_Task to carry out_: All the data should come back exactly as it was given.

_Exercise materials_:
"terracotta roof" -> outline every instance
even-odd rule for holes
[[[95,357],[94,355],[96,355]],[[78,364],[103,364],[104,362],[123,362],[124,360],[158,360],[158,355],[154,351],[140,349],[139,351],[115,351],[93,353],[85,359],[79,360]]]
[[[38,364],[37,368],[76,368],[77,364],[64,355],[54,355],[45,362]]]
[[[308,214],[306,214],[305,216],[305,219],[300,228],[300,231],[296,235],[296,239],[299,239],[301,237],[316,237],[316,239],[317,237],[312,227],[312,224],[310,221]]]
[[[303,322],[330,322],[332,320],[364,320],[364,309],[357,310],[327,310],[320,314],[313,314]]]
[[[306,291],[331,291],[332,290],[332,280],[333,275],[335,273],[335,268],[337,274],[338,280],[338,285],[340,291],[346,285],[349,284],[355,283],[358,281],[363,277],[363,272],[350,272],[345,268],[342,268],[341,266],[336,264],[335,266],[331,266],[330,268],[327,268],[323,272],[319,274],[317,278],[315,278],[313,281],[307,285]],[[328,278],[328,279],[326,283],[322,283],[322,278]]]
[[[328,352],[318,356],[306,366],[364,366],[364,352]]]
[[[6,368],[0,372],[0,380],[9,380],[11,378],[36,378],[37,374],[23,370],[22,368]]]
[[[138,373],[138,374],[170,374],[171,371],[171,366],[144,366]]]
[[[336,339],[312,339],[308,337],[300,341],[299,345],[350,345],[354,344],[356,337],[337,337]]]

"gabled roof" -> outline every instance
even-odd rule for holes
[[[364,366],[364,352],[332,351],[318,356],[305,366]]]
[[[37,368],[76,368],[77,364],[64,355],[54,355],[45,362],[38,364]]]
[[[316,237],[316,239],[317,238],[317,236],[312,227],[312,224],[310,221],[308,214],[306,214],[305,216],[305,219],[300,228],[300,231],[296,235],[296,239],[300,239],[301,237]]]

_Completed task_:
"terracotta roof" -> outline every instance
even-odd rule for holes
[[[95,357],[94,355],[96,355]],[[78,364],[103,364],[104,362],[123,362],[124,360],[158,360],[158,355],[154,351],[140,349],[139,351],[115,351],[93,353],[85,359],[79,360]]]
[[[38,364],[37,368],[76,368],[77,364],[64,355],[54,355],[45,362]]]
[[[308,214],[306,214],[305,216],[305,219],[300,228],[300,231],[296,235],[296,239],[299,239],[301,237],[316,237],[316,239],[317,237],[312,227],[312,224],[310,221]]]
[[[303,322],[330,322],[332,320],[364,320],[364,309],[357,310],[327,310],[320,314],[313,314]]]
[[[306,291],[331,291],[332,290],[332,280],[333,275],[335,273],[335,268],[337,274],[338,280],[338,285],[340,291],[346,285],[349,284],[355,283],[358,281],[363,277],[363,272],[350,272],[345,268],[342,268],[341,266],[336,264],[335,266],[331,266],[330,268],[327,268],[323,272],[319,274],[317,278],[315,278],[313,281],[307,285]],[[328,278],[328,279],[326,283],[322,283],[322,278]]]
[[[328,352],[318,356],[306,366],[364,366],[364,352]]]
[[[6,368],[0,372],[0,380],[9,380],[11,378],[36,378],[37,374],[23,370],[22,368]]]
[[[138,373],[138,374],[170,374],[171,371],[171,366],[144,366]]]
[[[336,339],[312,339],[308,337],[300,341],[299,345],[350,345],[354,344],[356,337],[337,337]]]

"gabled roof" -> outline every instance
even-odd rule for holes
[[[364,366],[364,352],[332,351],[318,356],[305,366]]]
[[[37,368],[76,368],[77,364],[64,355],[54,355],[45,362],[38,364]]]
[[[316,237],[316,239],[317,238],[317,236],[312,227],[312,224],[310,221],[308,214],[306,214],[305,216],[305,219],[300,228],[300,231],[296,235],[296,239],[300,239],[301,237]]]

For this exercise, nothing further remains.